Stated problem: In the lines below, replace "pixel coordinates" with "pixel positions" and change nothing else. Omit the pictures from your answer.

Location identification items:
....
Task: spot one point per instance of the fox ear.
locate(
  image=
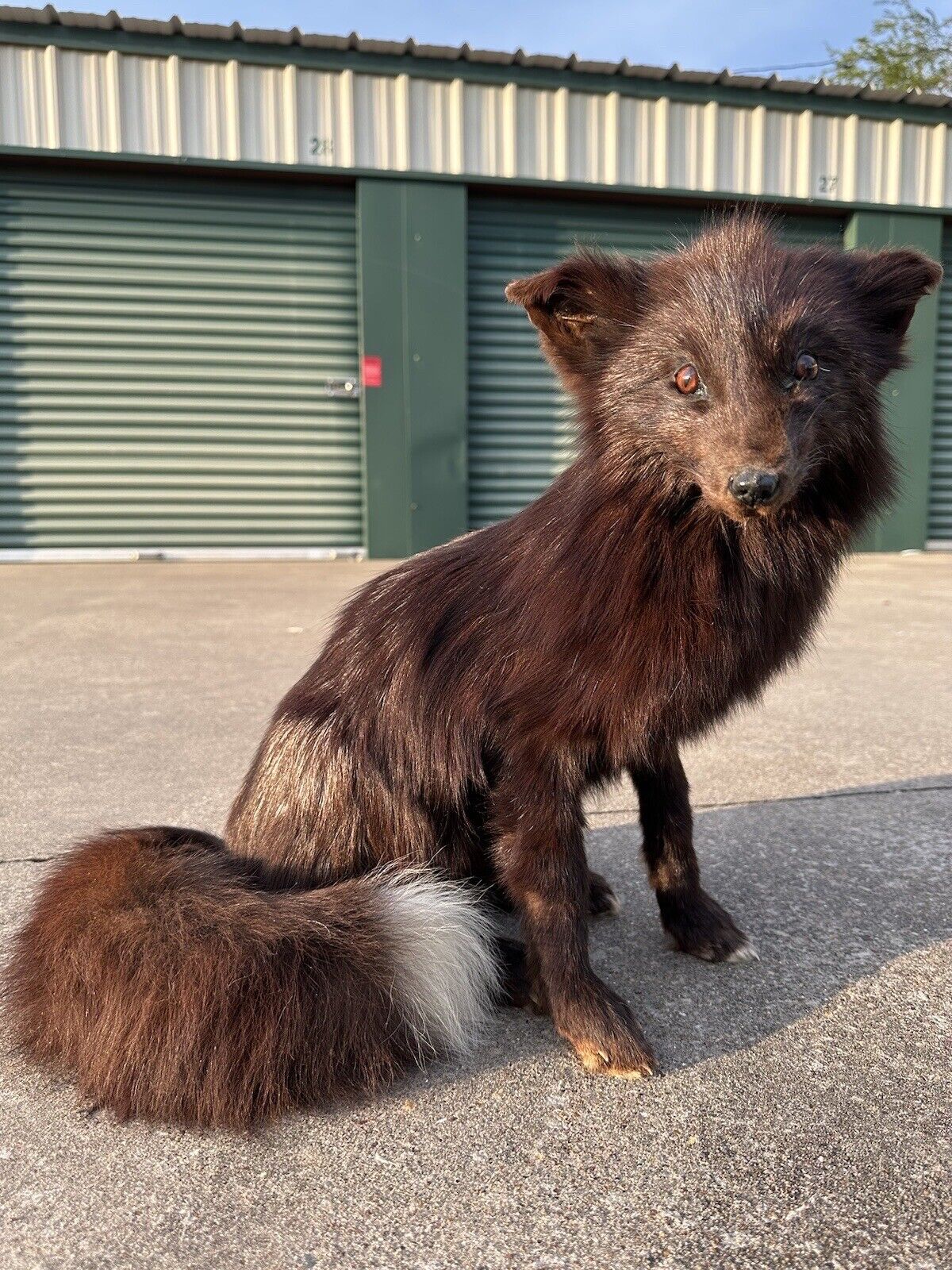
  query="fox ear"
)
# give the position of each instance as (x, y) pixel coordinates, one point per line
(890, 285)
(574, 302)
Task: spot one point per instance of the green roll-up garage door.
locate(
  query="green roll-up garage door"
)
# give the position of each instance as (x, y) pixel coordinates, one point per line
(941, 469)
(165, 353)
(520, 431)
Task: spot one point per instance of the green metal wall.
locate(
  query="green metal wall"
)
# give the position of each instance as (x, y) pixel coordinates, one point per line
(520, 432)
(164, 352)
(941, 469)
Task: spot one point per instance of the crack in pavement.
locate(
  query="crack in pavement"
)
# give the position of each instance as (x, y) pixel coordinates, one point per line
(634, 810)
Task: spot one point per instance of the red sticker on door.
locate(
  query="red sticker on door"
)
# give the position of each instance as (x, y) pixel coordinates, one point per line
(372, 371)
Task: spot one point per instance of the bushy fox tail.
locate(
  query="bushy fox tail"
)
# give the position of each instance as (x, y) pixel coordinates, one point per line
(175, 982)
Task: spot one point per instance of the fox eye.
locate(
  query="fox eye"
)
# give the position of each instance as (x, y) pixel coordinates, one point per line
(687, 380)
(806, 368)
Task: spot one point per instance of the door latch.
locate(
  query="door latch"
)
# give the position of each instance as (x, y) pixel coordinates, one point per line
(342, 387)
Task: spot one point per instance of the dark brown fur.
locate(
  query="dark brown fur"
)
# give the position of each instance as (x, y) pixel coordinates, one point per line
(467, 698)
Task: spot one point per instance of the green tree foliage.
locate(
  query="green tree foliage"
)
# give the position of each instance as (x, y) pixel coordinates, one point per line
(907, 48)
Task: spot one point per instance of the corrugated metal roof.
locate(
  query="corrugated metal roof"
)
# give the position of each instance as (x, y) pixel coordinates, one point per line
(51, 17)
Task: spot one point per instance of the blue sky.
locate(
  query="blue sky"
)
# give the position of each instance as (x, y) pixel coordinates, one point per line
(700, 35)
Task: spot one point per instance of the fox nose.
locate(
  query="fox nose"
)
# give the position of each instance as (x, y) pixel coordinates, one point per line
(753, 487)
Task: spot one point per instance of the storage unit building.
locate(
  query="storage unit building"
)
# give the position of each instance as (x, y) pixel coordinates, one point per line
(251, 283)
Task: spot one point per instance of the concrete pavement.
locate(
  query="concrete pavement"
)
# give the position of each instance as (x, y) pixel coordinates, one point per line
(804, 1119)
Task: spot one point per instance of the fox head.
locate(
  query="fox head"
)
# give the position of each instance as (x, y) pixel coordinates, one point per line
(739, 372)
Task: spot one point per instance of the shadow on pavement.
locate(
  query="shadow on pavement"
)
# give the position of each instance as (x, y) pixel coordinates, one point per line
(829, 888)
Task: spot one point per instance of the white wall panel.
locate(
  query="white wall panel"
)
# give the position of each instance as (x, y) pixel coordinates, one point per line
(107, 102)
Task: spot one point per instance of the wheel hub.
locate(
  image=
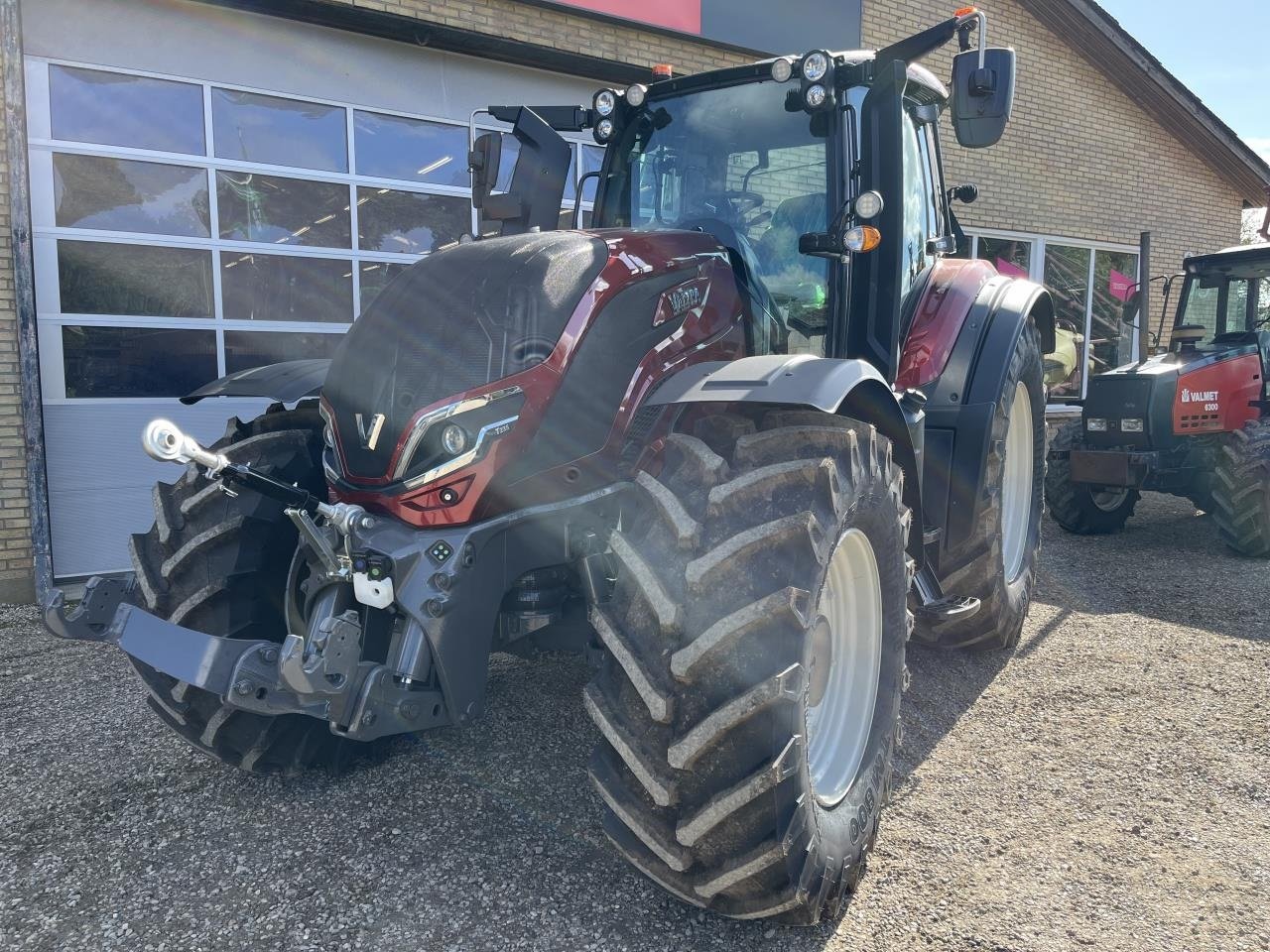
....
Solution to this exercise:
Task: spot one point per instance of the fox ear.
locate(
  image=
  query="fox ear"
)
# give the position of each instance as (x, y) pixel positions, one point per line
(890, 285)
(574, 302)
Task: spot one point per instance of the green roll-up garage door.
locate(
  query="green roll-up garage door"
)
# give the position of each instance as (x, y) pixel positions, one point per line
(941, 469)
(165, 353)
(520, 431)
Task: spot one point per instance of the green metal wall.
locate(
  query="green metal wall"
)
# give the position of each instance as (x, y) pixel positions, one point per line
(520, 432)
(164, 352)
(941, 469)
Task: spot one point per instance of the crack in pavement.
locate(
  query="crack in pavement"
)
# give the position of each instance as (x, y) pixel positions, one point per line
(634, 810)
Task: spot one point per instance of the red sticker on door.
locate(
  query="red sticker on door"
)
# give the position of each instance as (x, y) pixel positions, one point per line
(372, 371)
Task: spot one point per instance of the bushy fox tail.
locate(
  query="bushy fox tail"
)
# give the position of each instance as (x, y) pixel positions, one point per line
(175, 982)
Task: spot one point per instance of the fox eye.
locate(
  query="fox eye"
)
# give the position of each instance as (x, y) pixel positions, one point per line
(687, 380)
(806, 368)
Task: spot one point per instance of the door latch.
locate(
  query="door latch"
)
# give the position of each instance as (x, y) pixel positions, one point per line
(342, 387)
Task: spot one point per instance of the dark brown fur.
locate(
  query="dark brown fur"
)
# give the position of each instance as (x, y) pixel positions, one point per line
(467, 698)
Task: spot one point per instance of the green tree foliage.
locate(
  query="green tree foliage"
)
# give the position of each instance as (x, y) pixel positions, one point per line
(907, 48)
Task: spot one point per instance of the corrugated metal roof.
locate(
  query="corrugated metal roof"
)
# give the position of each instance as (x, y) pixel positions, one point per line
(51, 17)
Task: spot one point per instance of the blue sky.
locate(
  query="blue sky"
)
# give the position of each instance as (x, y) pixel positions, one point per line
(700, 35)
Task: spot one point per instance of the fox nose.
locate(
  query="fox nose"
)
# give the position of each instance as (x, y) pixel positions, one point per line
(753, 487)
Task: spot one point per instance of the storage unit building.
locate(
  query="storage unit building"
)
# give the position of each instance as (x, y) pixel positions, one point per line
(251, 283)
Task: spot one point per instance of the concrete pavement.
locate(
  query="concrete pavement"
)
# give the position of each instance as (x, y) pixel positions, one point per line
(804, 1119)
Task: spot one point per instance of the fox head.
locate(
  query="fox head"
)
# give the position of each instance as (x, y) pixel positions, one point per line
(739, 372)
Task: spot one point per instance of the shadow on pavement.
locate(
  query="shadow on pavement"
)
# give the position of each instance as (x, y) pixel positions, one point per line
(829, 888)
Task: spot one point per instance of the white wall panel.
locate(
  query="white wall panel"
)
# give the position of each instance as (x, y) pixel positions, one point per line
(107, 102)
Task: spot one point per instance of the wheel hub.
locate(
  image=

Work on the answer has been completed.